The Fed might be celebrating that prices are not rising as quickly as before, but it is astounding how vital consumer prices are maintaining record high levels given that oil prices have plummeted. The November CPI report still showed certain vital services surging above headline numbers:

  • Car insurance +19.2%
  • Transportation +10.1%
  • Car repairs +8.5%
  • Rent +6.9%
  • Homes +6.7%
  • Food away from home +5.3%
  • Electricity +3.4%

As a result of the consumer strain from the past two years, Americans are broke. Fidelity, the largest holder of 401(K) funds, reports that Americans have been increasingly tapping into their retirement accounts to afford living expenses. The percentage of account holders who took a “hardship withdrawal” from their 401(K)s in 2023 was 2.3%, up from 1.8% last year. The number of Americans taking loans from retirement accounts also rose from 2.4% to 2.8% during the third quarter of this year.

══════

What to work on
1. In the consumer prices passage above, rewrite the paragraph beginning "As a result of the consumer strain" as a short bulleted list that keeps its main facts.
2. Answer these questions from the consumer prices passage above:
(a) By what percentage did car insurance rise in the November CPI report?
(b) What has happened to oil prices?
(c) Which company is the largest holder of 401(K) funds?
3. Please pick up the consumer prices passage above after its last sentence and continue it.

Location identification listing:
══════

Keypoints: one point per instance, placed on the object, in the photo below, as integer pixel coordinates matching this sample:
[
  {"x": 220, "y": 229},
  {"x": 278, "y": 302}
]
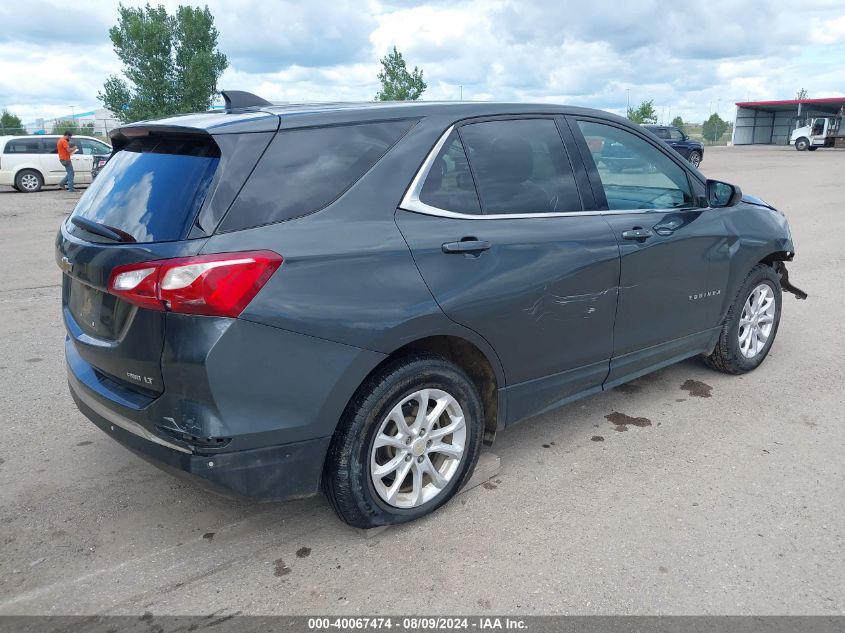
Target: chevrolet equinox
[{"x": 355, "y": 297}]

══════

Answers for the exercise
1.
- Two years of consumer strain have left Americans broke.
- Fidelity, the largest holder of 401(K) funds, reports that Americans are increasingly tapping retirement accounts to pay for living expenses.
- Hardship withdrawals from 401(K)s: 2.3% of account holders in 2023, up from 1.8% last year.
- Loans from retirement accounts: up from 2.4% to 2.8% in the third quarter of this year.

2.
(a) 19.2%
(b) They have plummeted.
(c) Fidelity

3.
Biting inflation along with the drop in the stock market have depleted the savings and assets of most Americans. According to a recent Federal Reserve report, household net worth fell by $1.3 trillion from July to September. The only time we typically see net worth going backward is during a recession.

And this is the conundrum in which the debt crisis has placed the average American consumer. Endless debt servicing will create long-term sticky price elevation with the only escape being a severe recession. So pick your poison: inflation or recession.

This is no longer about greed and apathy toward the next generation. The continued growth of government is suicide for this generation. The deluge is upon us now.